**Task:**
In the data below, convert the lines starting at the one that contains "lamb for treatment mapping." and ending at the final line into a JSON list of strings, one string per line, leaving out blank lines.
--- start of Dataset ---
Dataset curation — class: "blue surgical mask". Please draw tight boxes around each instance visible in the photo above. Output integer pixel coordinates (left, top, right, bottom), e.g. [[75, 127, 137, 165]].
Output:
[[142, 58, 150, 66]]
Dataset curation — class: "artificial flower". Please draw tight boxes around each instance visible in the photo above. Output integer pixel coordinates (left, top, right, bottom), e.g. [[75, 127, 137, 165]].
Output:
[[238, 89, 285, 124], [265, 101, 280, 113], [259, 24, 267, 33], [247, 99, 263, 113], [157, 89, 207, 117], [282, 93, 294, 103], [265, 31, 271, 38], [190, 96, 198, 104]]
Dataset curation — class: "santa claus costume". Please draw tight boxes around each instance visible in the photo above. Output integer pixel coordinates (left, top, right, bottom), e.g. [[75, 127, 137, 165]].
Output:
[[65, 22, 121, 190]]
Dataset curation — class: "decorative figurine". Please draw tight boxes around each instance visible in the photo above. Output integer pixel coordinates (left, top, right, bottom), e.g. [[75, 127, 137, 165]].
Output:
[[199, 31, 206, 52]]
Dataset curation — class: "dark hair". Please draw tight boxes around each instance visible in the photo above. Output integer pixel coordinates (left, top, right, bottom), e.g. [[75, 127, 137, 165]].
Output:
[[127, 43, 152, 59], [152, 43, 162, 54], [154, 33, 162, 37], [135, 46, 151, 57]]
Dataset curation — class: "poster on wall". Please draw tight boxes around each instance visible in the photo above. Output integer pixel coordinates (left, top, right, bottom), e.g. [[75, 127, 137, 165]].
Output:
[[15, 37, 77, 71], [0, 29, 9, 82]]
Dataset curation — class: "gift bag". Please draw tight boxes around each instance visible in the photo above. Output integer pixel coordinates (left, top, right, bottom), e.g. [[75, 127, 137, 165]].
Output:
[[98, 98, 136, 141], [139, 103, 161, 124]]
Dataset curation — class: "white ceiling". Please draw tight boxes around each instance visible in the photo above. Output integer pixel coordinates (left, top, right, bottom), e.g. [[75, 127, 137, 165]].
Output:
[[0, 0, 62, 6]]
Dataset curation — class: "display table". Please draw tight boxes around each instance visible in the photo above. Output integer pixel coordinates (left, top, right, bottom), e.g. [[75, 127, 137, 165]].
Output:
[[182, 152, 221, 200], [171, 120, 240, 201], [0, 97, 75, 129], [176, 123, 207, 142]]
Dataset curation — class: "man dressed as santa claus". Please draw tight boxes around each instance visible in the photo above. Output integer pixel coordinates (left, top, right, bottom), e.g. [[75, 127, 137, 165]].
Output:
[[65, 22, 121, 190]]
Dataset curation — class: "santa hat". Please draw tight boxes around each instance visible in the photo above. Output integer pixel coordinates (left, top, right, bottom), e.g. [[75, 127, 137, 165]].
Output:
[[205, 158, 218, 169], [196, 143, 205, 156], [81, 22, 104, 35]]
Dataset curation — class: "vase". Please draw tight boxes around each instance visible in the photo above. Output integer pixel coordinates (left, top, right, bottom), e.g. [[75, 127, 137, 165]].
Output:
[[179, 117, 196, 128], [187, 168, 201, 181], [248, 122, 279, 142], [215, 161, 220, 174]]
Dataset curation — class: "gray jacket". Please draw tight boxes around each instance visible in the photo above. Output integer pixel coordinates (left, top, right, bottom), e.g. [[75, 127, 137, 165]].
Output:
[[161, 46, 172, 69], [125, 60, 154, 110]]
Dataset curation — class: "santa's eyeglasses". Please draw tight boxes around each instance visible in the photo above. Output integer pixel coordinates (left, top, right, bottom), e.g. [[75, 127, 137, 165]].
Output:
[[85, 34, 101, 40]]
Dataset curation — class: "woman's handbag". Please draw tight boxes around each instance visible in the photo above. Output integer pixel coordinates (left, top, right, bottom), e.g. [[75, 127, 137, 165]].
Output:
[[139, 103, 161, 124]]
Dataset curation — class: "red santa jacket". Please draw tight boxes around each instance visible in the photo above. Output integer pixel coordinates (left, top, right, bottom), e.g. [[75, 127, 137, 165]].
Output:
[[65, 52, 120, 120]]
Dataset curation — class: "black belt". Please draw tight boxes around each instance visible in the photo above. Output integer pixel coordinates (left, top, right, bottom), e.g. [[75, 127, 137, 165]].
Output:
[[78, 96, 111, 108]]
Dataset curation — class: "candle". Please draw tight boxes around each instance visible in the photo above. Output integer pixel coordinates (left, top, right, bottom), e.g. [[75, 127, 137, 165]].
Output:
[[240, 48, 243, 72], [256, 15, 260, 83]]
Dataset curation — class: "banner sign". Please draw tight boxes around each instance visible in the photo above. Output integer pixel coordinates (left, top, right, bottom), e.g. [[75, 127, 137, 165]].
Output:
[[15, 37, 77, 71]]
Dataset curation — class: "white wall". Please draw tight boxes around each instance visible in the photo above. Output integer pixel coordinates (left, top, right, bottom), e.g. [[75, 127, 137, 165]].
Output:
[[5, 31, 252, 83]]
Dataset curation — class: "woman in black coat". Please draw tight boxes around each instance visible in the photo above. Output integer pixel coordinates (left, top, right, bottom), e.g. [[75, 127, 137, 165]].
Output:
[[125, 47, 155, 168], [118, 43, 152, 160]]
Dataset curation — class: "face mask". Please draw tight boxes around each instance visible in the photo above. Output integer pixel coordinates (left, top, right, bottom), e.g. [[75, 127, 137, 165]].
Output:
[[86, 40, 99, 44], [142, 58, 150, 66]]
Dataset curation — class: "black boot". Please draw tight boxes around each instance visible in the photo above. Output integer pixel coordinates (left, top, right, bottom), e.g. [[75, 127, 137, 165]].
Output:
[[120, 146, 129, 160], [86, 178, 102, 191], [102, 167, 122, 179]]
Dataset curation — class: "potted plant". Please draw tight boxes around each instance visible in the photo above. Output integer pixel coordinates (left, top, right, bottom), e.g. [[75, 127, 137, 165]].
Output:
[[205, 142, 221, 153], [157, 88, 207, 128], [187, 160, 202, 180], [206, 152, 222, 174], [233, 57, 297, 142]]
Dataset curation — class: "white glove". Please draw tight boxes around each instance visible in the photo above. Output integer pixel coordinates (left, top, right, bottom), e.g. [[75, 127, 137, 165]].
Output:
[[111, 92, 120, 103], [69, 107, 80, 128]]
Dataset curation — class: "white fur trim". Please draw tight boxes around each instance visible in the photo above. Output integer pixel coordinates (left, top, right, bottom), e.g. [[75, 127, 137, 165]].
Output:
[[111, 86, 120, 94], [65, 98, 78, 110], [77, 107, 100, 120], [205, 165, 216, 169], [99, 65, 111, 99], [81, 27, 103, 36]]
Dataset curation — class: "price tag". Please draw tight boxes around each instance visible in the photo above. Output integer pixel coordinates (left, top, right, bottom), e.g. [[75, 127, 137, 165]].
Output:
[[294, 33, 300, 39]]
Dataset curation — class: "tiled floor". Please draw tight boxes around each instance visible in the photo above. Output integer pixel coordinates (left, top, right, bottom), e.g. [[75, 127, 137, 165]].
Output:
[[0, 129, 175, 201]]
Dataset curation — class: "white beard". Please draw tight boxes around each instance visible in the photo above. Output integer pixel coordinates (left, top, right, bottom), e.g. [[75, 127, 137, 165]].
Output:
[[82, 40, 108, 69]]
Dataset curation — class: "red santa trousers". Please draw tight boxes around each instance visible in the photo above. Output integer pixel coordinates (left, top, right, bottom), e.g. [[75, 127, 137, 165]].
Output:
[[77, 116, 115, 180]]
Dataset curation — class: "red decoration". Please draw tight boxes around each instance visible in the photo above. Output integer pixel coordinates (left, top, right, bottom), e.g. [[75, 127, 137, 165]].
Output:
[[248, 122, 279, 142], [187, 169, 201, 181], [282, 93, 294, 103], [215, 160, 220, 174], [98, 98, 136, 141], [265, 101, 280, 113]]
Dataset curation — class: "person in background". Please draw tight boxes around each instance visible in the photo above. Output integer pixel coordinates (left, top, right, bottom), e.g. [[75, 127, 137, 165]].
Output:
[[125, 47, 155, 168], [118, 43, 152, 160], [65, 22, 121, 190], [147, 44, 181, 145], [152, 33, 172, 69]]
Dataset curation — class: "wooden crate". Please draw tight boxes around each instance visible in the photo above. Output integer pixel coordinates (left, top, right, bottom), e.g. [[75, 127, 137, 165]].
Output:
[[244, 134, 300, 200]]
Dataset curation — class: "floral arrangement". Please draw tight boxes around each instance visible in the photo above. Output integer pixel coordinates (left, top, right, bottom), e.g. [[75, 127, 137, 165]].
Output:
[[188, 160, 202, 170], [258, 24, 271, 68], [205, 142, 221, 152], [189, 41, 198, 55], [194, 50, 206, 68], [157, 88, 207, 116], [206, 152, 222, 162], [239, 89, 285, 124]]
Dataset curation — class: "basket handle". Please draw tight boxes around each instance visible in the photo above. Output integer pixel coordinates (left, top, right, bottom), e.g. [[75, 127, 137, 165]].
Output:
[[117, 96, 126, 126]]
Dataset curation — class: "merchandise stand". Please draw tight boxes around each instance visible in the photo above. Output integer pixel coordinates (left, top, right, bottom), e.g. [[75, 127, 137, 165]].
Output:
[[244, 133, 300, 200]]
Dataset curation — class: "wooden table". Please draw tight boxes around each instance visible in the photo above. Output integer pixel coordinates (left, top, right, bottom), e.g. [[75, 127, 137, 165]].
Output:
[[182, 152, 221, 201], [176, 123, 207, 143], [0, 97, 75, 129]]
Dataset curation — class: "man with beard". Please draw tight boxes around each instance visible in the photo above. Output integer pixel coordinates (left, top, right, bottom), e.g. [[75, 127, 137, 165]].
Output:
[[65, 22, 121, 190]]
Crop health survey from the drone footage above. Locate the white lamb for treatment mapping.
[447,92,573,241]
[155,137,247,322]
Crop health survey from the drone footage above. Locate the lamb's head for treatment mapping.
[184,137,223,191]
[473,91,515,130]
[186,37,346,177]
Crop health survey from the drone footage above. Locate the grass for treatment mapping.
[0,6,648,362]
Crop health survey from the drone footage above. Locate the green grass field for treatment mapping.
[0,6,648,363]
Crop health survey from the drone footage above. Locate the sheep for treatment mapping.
--- end of Dataset ---
**Expected answer:**
[
  "Crop health survey from the drone footage above. Locate the white lamb for treatment mapping.",
  "[447,92,573,241]",
  "[155,137,247,322]",
  "Crop health survey from the drone footage above. Locate the lamb's head for treatment mapping.",
  "[184,137,223,191]",
  "[473,91,515,130]",
  "[186,37,346,177]",
  "Crop health survey from the drone footage above. Locate the grass for treatment mapping.",
  "[0,6,648,362]",
  "Crop health survey from the drone footage above. Locate the green grass field for treatment mapping.",
  "[0,6,648,363]",
  "Crop health survey from the drone footage above. Locate the sheep for treatment mapping."
]